● SUPPLIED DATA:
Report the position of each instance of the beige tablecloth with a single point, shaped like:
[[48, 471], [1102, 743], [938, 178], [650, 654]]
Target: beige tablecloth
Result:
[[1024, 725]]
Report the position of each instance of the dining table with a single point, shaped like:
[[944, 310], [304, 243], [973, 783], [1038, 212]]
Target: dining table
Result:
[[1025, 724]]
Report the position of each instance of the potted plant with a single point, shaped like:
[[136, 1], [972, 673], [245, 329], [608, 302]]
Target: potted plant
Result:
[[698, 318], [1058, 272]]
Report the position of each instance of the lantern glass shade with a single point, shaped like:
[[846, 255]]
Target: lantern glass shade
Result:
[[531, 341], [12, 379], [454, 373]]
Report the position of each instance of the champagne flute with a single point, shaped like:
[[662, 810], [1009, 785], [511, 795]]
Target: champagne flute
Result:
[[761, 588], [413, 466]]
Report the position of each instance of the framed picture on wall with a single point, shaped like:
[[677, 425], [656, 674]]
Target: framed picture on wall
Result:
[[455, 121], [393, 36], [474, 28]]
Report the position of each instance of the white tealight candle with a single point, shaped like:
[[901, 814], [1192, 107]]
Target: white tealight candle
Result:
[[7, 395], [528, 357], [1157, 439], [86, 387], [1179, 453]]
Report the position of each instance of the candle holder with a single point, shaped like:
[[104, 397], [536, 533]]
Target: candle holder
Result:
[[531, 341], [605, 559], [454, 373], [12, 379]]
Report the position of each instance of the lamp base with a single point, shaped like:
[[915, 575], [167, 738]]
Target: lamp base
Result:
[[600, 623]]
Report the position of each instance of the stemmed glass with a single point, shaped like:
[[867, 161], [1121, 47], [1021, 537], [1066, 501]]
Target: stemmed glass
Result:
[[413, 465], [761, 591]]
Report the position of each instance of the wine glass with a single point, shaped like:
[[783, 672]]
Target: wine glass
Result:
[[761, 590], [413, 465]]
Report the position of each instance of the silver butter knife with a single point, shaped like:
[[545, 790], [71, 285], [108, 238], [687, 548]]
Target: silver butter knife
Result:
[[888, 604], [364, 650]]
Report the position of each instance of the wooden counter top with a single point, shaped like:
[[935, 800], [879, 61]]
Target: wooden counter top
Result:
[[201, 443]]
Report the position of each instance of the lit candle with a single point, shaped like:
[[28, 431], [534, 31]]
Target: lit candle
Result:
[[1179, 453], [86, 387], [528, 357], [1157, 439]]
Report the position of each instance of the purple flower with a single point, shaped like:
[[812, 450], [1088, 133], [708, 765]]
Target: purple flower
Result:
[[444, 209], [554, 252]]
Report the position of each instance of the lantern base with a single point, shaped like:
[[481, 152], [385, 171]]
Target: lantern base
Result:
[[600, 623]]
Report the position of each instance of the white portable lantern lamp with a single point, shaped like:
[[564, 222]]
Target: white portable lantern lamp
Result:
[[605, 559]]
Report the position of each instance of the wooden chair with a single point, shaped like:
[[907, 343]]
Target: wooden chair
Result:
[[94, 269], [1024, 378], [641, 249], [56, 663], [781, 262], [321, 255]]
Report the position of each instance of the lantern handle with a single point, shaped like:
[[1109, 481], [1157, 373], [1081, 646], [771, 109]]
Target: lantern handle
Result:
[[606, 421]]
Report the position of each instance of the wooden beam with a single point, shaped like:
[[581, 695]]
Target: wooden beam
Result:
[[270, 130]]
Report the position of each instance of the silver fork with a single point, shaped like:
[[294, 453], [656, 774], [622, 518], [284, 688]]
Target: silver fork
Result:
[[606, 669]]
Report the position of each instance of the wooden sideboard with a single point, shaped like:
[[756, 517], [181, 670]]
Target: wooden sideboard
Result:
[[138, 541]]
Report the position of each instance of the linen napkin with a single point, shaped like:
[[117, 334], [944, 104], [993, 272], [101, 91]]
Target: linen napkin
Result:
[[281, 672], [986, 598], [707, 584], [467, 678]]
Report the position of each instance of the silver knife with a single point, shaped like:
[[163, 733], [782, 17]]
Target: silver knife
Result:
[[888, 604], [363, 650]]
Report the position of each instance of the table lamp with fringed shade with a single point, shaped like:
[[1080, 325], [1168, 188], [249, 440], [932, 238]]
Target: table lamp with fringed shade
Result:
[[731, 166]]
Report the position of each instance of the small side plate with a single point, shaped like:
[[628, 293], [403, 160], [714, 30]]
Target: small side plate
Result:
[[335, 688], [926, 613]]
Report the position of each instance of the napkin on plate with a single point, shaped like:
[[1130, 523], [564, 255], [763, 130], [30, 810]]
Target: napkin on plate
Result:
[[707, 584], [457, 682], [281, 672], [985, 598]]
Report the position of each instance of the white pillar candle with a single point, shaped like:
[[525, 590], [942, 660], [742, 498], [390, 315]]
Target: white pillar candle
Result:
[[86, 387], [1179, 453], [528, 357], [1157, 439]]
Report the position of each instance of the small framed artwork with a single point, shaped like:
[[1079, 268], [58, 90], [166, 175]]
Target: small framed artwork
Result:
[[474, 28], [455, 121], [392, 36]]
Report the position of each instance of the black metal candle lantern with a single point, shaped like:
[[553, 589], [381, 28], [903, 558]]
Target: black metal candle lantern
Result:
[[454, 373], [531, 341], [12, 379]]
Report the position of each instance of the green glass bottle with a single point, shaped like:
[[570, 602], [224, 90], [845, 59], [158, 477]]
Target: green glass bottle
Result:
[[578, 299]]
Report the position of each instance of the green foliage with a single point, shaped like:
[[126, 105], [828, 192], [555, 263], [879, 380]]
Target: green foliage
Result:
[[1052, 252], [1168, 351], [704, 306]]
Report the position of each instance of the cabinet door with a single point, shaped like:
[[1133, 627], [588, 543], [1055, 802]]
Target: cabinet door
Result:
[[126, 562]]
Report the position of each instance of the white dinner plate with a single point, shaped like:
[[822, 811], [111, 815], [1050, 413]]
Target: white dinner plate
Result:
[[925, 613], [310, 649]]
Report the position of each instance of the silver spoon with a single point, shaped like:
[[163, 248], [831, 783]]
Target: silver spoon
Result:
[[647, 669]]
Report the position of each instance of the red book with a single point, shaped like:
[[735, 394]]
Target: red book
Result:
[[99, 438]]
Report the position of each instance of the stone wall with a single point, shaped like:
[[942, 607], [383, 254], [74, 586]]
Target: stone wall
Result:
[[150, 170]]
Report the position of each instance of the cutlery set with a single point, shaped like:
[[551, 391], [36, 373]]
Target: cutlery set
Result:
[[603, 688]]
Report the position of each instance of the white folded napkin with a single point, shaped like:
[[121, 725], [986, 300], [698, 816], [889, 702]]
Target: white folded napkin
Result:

● EXERCISE DESCRIPTION:
Copy all of the rows above verbatim, from the first one through the last.

● THE REPLY:
Report the position of each instance of the beige tablecloth with a single point, shaped like:
[[48, 471], [1102, 743], [938, 178], [650, 654]]
Target: beige tablecloth
Result:
[[1024, 725]]
Report the position of each instance of the dining table with a single point, shaped like:
[[944, 310], [304, 243], [973, 783], [1038, 212]]
Target: dining table
Result:
[[1025, 724]]
Report the position of each instance of the potted plant with a single point, shaped like:
[[136, 1], [972, 673], [245, 329], [608, 302]]
Target: potted plant
Result:
[[698, 318], [1058, 272]]
Report the position of each instance of the lantern glass shade with a single point, shaped like:
[[846, 255]]
Target: lantern glass shade
Result:
[[531, 341], [12, 379], [454, 373]]
Report the position of each instance of the champagne flute with a single point, shaped like:
[[662, 810], [1009, 785], [511, 795]]
Target: champagne flute
Result:
[[761, 588], [413, 466]]
Report the position of each instance of the framed picture on wall with a single point, shaped like:
[[677, 425], [656, 674]]
Target: framed picture on wall
Result:
[[455, 121], [393, 36], [474, 28]]
Report the position of each instance of the white tealight candle with a single point, shaped like:
[[901, 814], [1192, 107]]
Target: white tealight candle
Result:
[[7, 395], [528, 357], [1157, 439], [86, 387], [1179, 453]]
Report the position of each instance of the candle holder with a single point, shaped like:
[[104, 397], [536, 533]]
Target: candle holder
Result:
[[531, 341], [605, 559], [454, 373], [12, 379]]
Report the position of each instance of the lamp base with a single point, shaped like:
[[915, 575], [167, 738]]
Target: lamp base
Result:
[[600, 623]]
Report the position of each instance of the stemmed glass with a single point, shaped like:
[[867, 161], [1121, 47], [1021, 537], [1066, 501]]
Target: stemmed glass
Result:
[[413, 465], [761, 591]]
Report the position of each instance of the wine glass with a single point, shaped like:
[[783, 672]]
Target: wine glass
Result:
[[761, 590], [413, 465]]
Report the position of each instance of the silver butter knife with a single point, shaped like:
[[545, 790], [71, 285], [108, 238], [687, 548]]
Target: silver butter knife
Result:
[[888, 604], [364, 650]]
Report the position of each instance of the wooden counter top with a single point, shaped like:
[[935, 800], [879, 61]]
Target: wooden counter top
Result:
[[201, 443]]
Report the position of each instance of the lit candle with a single point, shaped like:
[[28, 431], [534, 31]]
Target: lit candle
Result:
[[1179, 453], [86, 387], [528, 357], [1157, 439]]
Report the position of each instance of the purple flower with a single point, shaped like:
[[812, 450], [1088, 133], [708, 765]]
Target: purple flower
Result:
[[444, 209], [554, 252]]
Report the position of each instance of the lantern base with a single point, shaped like:
[[481, 152], [385, 171]]
Target: lantern base
Result:
[[600, 623]]
Report the position of each instance of the white portable lantern lamp with a single point, shaped like:
[[564, 222]]
Target: white portable lantern lamp
Result:
[[605, 559]]
Report the position of each instance of the wooden chair with a single point, shaped like:
[[907, 343]]
Target: wooden chair
Result:
[[94, 269], [1024, 378], [641, 249], [56, 663], [781, 262], [321, 255]]
Report the position of each instance of the lantern handle with a single point, shaped like:
[[1109, 481], [1157, 373], [1081, 646], [771, 109]]
Target: lantern handle
Result:
[[606, 421]]
Report the position of each instance of the wooden beam with a single point, shaped like:
[[581, 695]]
Target: wooden beam
Result:
[[270, 130]]
Report the position of each instance of the silver fork with a single point, shaped like:
[[294, 453], [656, 774], [622, 518], [284, 688]]
Target: silver fork
Result:
[[606, 669]]
Report the position of each instance of the wooden sideboard with a single point, shaped like:
[[756, 517], [181, 670]]
Target: wooden sideboard
Result:
[[138, 541]]
Report the position of each instance of the linen napkin with a single point, shaped like:
[[117, 334], [944, 104], [993, 272], [101, 91]]
Target: linen napkin
Result:
[[281, 672], [986, 598], [707, 584], [467, 678]]
Report the position of each instance of the silver knife with a single point, shaped like:
[[163, 733], [782, 17]]
Target: silver knife
Result:
[[888, 604], [363, 650]]
Report the position of each instance of the table lamp with fringed shade with a single point, shaped like:
[[1080, 325], [1168, 188], [249, 440], [932, 238]]
Target: table lamp with fringed shade
Result:
[[731, 166]]
Report the position of each instance of the small side plate with a single point, shaped like:
[[628, 293], [403, 160], [714, 30]]
Target: small side plate
Result:
[[335, 688], [926, 613]]
Report the position of each instance of the napkin on plate with a single point, shaped like:
[[1130, 523], [564, 255], [763, 130], [30, 810]]
Target: napkin on plate
Result:
[[707, 584], [457, 682], [281, 672], [985, 598]]
Report the position of each instance of the white pillar candle with a single point, shaped like:
[[525, 590], [942, 660], [742, 498], [390, 315]]
Target: white pillar candle
Result:
[[86, 387], [1179, 453], [528, 357], [1157, 439]]
Report the position of each instance of the small framed artwork with a single point, shaped like:
[[1079, 268], [58, 90], [166, 175]]
Target: small framed artwork
Result:
[[474, 28], [455, 121], [392, 36]]
Report the position of each instance of the black metal candle lantern with a single point, shaped like:
[[553, 589], [381, 28], [903, 558]]
Target: black metal candle lantern
Result:
[[454, 373], [531, 341], [12, 379]]
Report the position of each instance of the green glass bottle with a single point, shaped like:
[[570, 602], [224, 90], [845, 59], [158, 477]]
Target: green glass bottle
Result:
[[578, 299]]
Report the position of each instance of the green foliage with a single point, shaped like:
[[126, 105], [828, 192], [555, 263], [879, 380]]
Target: green foliage
Result:
[[1052, 252], [1168, 351], [704, 306]]
Report the position of each instance of the cabinet door with a single point, shaped like:
[[1133, 627], [588, 543], [1055, 802]]
Target: cabinet door
Result:
[[126, 562]]
Report the position of each instance of the white dinner plate with a single point, shaped like:
[[822, 811], [111, 815], [1050, 413]]
Target: white dinner plate
Result:
[[925, 613], [310, 649]]
Report the position of each instance of the silver spoon with a single point, shaped like:
[[163, 248], [831, 783]]
Target: silver spoon
Result:
[[647, 669]]
Report the position of each instance of the red book with a single point, shaped like:
[[735, 394]]
Target: red book
Result:
[[99, 438]]
Report the position of each instance of the stone wall with a single point, shaped like:
[[942, 607], [383, 254], [74, 586]]
Target: stone wall
Result:
[[150, 170]]
Report the position of each instance of the cutlery set with a single point, shaped like:
[[551, 391], [36, 373]]
Target: cutlery set
Result:
[[603, 688]]
Report the position of each instance of the white folded napkin with a single point, shaped like:
[[121, 725], [986, 300], [698, 816], [889, 702]]
Target: white folded napkin
Result:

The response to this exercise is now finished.